WHAT YOU NEED TO DO =>
Everything from the line with "For every instance of the saddle, mark" to the end of the entries should be copied exactly, and nothing else.

::: DATASET RECORDS :::

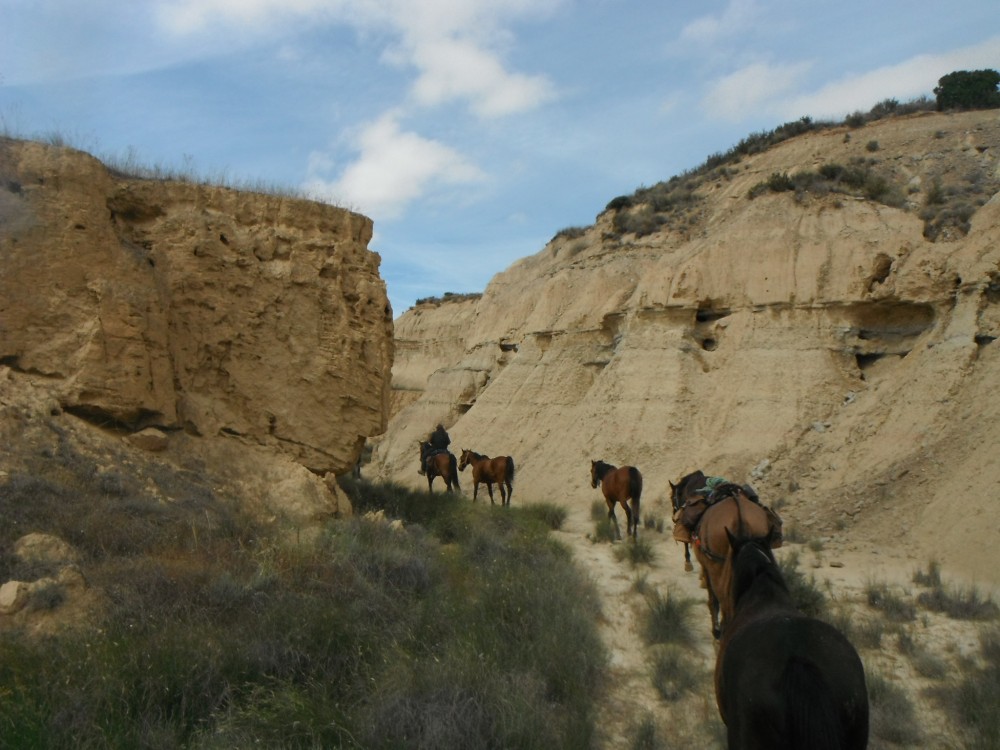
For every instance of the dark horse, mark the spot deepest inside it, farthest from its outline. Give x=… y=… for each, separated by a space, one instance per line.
x=439 y=463
x=732 y=511
x=782 y=679
x=618 y=486
x=486 y=470
x=685 y=489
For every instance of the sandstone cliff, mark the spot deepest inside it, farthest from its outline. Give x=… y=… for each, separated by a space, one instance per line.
x=206 y=312
x=836 y=348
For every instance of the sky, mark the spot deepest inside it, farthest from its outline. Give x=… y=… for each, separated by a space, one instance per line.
x=470 y=131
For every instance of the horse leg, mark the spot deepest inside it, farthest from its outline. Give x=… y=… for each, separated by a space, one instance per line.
x=713 y=608
x=614 y=519
x=632 y=525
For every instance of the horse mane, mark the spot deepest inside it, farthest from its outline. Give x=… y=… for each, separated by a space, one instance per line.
x=753 y=564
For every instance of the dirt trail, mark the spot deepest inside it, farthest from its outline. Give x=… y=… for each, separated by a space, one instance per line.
x=842 y=568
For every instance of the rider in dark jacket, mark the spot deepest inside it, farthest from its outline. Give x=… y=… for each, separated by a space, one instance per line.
x=439 y=441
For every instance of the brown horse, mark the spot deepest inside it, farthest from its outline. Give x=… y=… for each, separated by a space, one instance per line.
x=731 y=512
x=686 y=489
x=439 y=463
x=486 y=470
x=619 y=485
x=783 y=679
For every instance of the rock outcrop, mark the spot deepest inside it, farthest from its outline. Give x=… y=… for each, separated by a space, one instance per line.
x=833 y=346
x=149 y=303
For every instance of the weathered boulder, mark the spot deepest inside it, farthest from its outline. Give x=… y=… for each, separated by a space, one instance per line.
x=182 y=306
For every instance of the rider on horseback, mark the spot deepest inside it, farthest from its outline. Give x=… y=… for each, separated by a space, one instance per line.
x=439 y=442
x=687 y=517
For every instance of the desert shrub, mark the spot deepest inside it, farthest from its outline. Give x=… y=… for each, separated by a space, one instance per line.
x=973 y=700
x=965 y=89
x=668 y=619
x=552 y=515
x=675 y=673
x=966 y=603
x=570 y=233
x=469 y=627
x=893 y=715
x=887 y=601
x=868 y=632
x=636 y=552
x=645 y=736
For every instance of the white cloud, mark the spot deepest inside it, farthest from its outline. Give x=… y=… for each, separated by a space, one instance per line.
x=456 y=68
x=455 y=46
x=907 y=80
x=394 y=168
x=776 y=90
x=751 y=90
x=735 y=19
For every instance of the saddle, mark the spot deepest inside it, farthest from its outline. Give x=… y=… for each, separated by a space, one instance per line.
x=688 y=516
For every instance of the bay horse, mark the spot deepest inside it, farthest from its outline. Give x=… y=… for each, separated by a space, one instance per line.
x=619 y=484
x=686 y=489
x=783 y=679
x=438 y=463
x=732 y=511
x=486 y=470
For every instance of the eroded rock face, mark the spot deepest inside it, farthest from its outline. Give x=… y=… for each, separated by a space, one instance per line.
x=719 y=341
x=151 y=303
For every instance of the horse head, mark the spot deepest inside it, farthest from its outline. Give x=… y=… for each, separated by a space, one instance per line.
x=751 y=558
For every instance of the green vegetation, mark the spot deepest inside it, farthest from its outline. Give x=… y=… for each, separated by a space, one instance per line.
x=668 y=619
x=857 y=179
x=973 y=700
x=881 y=597
x=964 y=89
x=449 y=297
x=466 y=628
x=636 y=552
x=893 y=715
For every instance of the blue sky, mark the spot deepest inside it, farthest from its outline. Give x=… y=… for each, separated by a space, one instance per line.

:::

SOLUTION TO THE PROBLEM =>
For every instance of the saddle, mark the spot deepest inside it, farthest from its outline. Give x=… y=… for each, separated by a space, one instance per line.
x=688 y=516
For every instance of the bay horse, mark the spot deepest inside it, farthest from its outline. Give x=… y=… for each, separated by a space, one instance per line.
x=619 y=484
x=686 y=489
x=783 y=679
x=438 y=463
x=732 y=511
x=486 y=470
For every instance of the eroded rock face, mark the spot deepest inside it, farthest from its outline. Give x=… y=… for each, separated by a space, one instance per line.
x=719 y=341
x=151 y=303
For every instance of the horse head, mark the spot deepest inside it, farthest from its outline. Give x=… y=… for each, separated by a space, one instance per line.
x=751 y=558
For every instance of the green vegetation, mark the spot deepest inside it, farthest from its outline. Give x=… y=… for each, separated by a space, one instance per line.
x=668 y=619
x=857 y=179
x=973 y=700
x=881 y=597
x=964 y=89
x=449 y=297
x=466 y=628
x=636 y=552
x=893 y=715
For every instance of the blue sky, mark the spot deepest inside it, farthest from its outline. Give x=… y=… for each, separated by a space, one instance per line.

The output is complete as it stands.